_PASSAGE FOURNI_:
12Ces différents « documents » sont « performés » soit à la première personne du singulier, soit à la troisième personne du singulier, soit « à nu », soit costumée d’un simple attribut (une barrette aux couleurs du drapeau palestinien pour la speakerine qui de plus apparaît diffusée sur l’écran vidéo ; un foulard bleu rappelant celui de la chanteuse libanaise Feyrouz pour la chanson tunisienne). Leur caractère documentaire, « trouvé » et réactivé, ou produit pour la pièce, n’est jamais explicité. Cohabitent chez chacun des indices de véridicité et des indices de forgerie.
13En milieu de scène, une table de travail sur laquelle sont disposées des images montées sur plaques de verre. Elles sont projetées sur un écran intermédiaire, posé au sol, à l’aide d’un rétroprojecteur doté d’un chariot qui permet d’opérer des travellings et d’un zoom qui permet de rendre visible des couches d’images superposées.
14Ces images proviennent de sources diverses qui ne sont pas référencées : des images empruntées aux pages de L’Orient-Express ; des diapositives trouvées de l’architecte français André Leconte (1894-1990) concepteur de plusieurs bâtiments beyrouthins typiques de la modernité architecturale des années 1950 ; une carte de Beyrouth trafiquée, témoignant d’une hybridation culturelle avec le Brésil, en écho à l’une des interviews « archives du futur » ; des photographies des personnes interviewées, venant redoubler leur présence sur l’écran en fond de scène, pour multiplier les effets de « copie ». Ces images sont projetées, manipulées et altérées par l’emploi de matières diverses (eau, encre, huile, sable) pendant la présentation.
15En fond de scène, un écran vidéo suspendu, sur lequel sont projetées les interventions des anciens contributeurs de L’Orient-Express, interviewés selon le protocole dit des « archives du futur ». Les fonds d’écran sont trafiqués, relocalisant les personnes dans des paysages beyrouthins réinterprétés ou montrant parfois des traces d’altération des images, comme si le temps les avait transformées14.

_ENREGISTREMENTS EXTRAITS_:
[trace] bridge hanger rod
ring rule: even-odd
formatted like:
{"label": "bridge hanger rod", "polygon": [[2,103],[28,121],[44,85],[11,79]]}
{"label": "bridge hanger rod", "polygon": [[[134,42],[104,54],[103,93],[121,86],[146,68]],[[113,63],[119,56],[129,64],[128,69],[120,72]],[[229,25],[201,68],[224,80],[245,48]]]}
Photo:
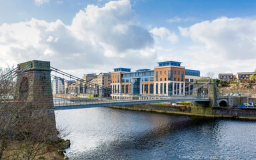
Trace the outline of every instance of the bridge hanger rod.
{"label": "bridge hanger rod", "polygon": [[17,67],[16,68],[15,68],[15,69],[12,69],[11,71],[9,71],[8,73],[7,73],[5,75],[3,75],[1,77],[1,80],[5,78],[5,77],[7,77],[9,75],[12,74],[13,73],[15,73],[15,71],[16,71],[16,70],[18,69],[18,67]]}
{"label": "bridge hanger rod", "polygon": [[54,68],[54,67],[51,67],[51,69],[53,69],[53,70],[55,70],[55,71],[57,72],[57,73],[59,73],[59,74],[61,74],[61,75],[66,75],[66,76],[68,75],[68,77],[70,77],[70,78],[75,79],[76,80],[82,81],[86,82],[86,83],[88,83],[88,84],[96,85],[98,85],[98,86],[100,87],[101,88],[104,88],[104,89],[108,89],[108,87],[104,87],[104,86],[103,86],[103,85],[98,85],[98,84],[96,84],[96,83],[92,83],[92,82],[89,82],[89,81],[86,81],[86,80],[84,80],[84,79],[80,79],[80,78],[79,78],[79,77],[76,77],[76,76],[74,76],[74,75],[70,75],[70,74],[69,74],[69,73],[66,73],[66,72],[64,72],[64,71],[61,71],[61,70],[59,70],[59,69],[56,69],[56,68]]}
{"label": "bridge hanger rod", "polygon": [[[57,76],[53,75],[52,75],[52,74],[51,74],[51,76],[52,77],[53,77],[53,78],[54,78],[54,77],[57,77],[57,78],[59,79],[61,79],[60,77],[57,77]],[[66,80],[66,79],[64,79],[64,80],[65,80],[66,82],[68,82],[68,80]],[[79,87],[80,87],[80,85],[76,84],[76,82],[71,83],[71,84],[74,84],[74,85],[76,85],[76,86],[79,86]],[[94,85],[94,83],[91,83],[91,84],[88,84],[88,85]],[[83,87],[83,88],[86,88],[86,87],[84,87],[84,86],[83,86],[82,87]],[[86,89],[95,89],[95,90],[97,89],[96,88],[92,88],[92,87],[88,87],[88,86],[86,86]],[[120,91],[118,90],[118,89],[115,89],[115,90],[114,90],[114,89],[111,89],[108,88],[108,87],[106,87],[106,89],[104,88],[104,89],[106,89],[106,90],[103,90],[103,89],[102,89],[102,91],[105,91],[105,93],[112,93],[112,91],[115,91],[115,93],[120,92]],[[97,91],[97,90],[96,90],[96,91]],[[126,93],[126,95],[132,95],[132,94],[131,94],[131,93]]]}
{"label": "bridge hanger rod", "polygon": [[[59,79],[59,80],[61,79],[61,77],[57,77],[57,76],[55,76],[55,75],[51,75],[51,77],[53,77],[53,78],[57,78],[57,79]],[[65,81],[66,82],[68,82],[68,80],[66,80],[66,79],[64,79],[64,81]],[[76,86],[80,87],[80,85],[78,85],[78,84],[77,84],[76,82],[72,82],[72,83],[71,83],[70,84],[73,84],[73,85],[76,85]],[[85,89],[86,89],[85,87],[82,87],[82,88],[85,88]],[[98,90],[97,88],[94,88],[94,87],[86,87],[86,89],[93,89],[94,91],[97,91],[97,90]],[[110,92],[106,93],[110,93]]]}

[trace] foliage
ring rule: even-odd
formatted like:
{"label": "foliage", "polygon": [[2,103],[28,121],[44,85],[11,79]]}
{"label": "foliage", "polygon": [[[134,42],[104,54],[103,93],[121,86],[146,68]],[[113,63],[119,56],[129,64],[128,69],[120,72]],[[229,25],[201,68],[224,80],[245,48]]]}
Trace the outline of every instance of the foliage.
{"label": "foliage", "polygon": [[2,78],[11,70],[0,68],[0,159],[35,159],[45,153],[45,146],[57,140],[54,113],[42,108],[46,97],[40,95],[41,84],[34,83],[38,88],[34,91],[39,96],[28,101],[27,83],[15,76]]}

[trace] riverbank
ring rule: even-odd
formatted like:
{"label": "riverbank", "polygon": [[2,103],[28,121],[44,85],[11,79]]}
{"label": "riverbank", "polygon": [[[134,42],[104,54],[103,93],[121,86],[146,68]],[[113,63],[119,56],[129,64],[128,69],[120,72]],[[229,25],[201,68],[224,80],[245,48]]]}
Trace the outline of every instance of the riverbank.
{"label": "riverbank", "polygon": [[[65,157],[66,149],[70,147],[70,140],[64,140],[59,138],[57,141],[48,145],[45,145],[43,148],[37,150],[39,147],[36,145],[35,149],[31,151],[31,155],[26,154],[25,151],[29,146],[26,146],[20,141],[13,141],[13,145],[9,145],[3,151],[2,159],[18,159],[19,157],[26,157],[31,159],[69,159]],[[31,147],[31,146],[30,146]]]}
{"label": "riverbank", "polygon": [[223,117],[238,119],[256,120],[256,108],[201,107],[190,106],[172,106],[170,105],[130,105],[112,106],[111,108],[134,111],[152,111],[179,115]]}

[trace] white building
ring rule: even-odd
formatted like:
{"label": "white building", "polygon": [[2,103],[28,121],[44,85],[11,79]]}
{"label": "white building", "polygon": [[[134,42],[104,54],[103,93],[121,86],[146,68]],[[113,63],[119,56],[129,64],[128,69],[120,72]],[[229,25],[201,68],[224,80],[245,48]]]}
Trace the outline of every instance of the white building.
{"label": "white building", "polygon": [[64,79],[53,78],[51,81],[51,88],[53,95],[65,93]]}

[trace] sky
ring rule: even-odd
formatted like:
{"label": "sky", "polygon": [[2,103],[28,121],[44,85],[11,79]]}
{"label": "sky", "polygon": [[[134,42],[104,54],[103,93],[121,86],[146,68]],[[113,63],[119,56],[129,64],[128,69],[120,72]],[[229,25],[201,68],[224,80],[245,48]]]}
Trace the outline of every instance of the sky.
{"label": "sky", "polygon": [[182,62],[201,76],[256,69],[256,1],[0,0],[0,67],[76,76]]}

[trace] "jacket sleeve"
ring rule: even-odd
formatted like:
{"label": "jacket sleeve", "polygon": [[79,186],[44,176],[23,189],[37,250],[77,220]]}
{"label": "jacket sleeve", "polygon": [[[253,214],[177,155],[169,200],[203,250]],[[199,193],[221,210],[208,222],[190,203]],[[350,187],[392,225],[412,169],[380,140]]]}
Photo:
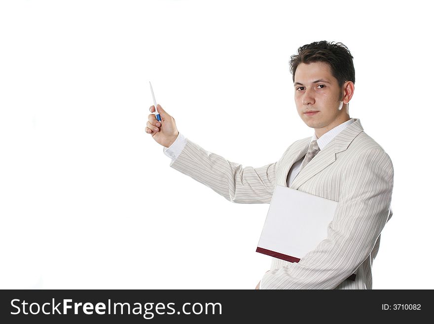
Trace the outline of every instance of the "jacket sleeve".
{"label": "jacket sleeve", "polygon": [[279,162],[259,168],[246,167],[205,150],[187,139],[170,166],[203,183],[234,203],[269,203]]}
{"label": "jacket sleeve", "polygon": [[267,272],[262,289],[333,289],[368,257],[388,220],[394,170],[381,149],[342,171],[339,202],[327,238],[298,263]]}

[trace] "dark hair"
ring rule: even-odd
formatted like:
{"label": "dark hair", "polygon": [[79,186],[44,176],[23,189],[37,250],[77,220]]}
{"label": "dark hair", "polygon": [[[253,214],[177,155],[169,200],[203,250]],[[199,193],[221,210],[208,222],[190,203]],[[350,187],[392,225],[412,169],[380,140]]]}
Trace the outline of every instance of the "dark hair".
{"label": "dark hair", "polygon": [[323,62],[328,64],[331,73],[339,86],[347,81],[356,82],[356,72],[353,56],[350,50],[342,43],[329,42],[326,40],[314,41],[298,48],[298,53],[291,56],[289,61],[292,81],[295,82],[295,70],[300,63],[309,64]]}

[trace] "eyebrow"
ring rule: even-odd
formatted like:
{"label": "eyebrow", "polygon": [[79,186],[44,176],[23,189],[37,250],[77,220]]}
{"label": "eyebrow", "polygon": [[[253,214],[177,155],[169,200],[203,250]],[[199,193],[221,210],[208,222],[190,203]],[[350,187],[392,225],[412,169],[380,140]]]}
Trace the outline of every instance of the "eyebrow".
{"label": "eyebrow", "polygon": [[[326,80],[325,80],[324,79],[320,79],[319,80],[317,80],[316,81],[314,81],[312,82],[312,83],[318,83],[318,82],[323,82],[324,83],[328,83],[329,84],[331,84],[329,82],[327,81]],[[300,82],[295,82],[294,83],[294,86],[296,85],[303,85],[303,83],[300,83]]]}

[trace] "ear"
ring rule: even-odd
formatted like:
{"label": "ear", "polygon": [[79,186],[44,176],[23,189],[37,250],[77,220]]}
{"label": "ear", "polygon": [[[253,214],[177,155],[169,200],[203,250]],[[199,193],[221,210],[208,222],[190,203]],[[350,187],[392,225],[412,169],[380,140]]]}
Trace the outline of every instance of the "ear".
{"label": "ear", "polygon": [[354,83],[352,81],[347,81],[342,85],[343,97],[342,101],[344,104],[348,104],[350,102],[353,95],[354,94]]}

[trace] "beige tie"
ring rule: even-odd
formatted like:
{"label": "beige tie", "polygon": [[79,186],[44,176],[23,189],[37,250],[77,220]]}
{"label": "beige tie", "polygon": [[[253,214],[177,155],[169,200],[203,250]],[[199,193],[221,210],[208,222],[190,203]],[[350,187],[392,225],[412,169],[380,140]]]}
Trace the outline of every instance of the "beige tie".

_OBJECTIFS_:
1/ Recopiez, dans le passage fourni, le segment compris entre « 14Ces images proviennent » et « pendant la présentation. », ces deux bornes incluses.
2/ Reformulez sous forme de liste le paragraphe du passage fourni qui commence par « Ces images proviennent de sources diverses », en conservant ses faits essentiels.

_RÉPONSES DANS L'ORDRE_:
1/
14Ces images proviennent de sources diverses qui ne sont pas référencées : des images empruntées aux pages de L’Orient-Express ; des diapositives trouvées de l’architecte français André Leconte (1894-1990) concepteur de plusieurs bâtiments beyrouthins typiques de la modernité architecturale des années 1950 ; une carte de Beyrouth trafiquée, témoignant d’une hybridation culturelle avec le Brésil, en écho à l’une des interviews « archives du futur » ; des photographies des personnes interviewées, venant redoubler leur présence sur l’écran en fond de scène, pour multiplier les effets de « copie ». Ces images sont projetées, manipulées et altérées par l’emploi de matières diverses (eau, encre, huile, sable) pendant la présentation.

2/
- Les images viennent de sources diverses, non référencées :
  - des images empruntées aux pages de L’Orient-Express ;
  - des diapositives trouvées de l’architecte français André Leconte (1894-1990), concepteur de plusieurs bâtiments beyrouthins typiques de la modernité architecturale des années 1950 ;
  - une carte de Beyrouth trafiquée, qui témoigne d’une hybridation culturelle avec le Brésil, en écho à l’une des interviews « archives du futur » ;
  - des photographies des personnes interviewées, qui redoublent leur présence sur l’écran en fond de scène et multiplient les effets de « copie ».
- Pendant la présentation, ces images sont projetées, manipulées et altérées avec de l’eau, de l’encre, de l’huile et du sable.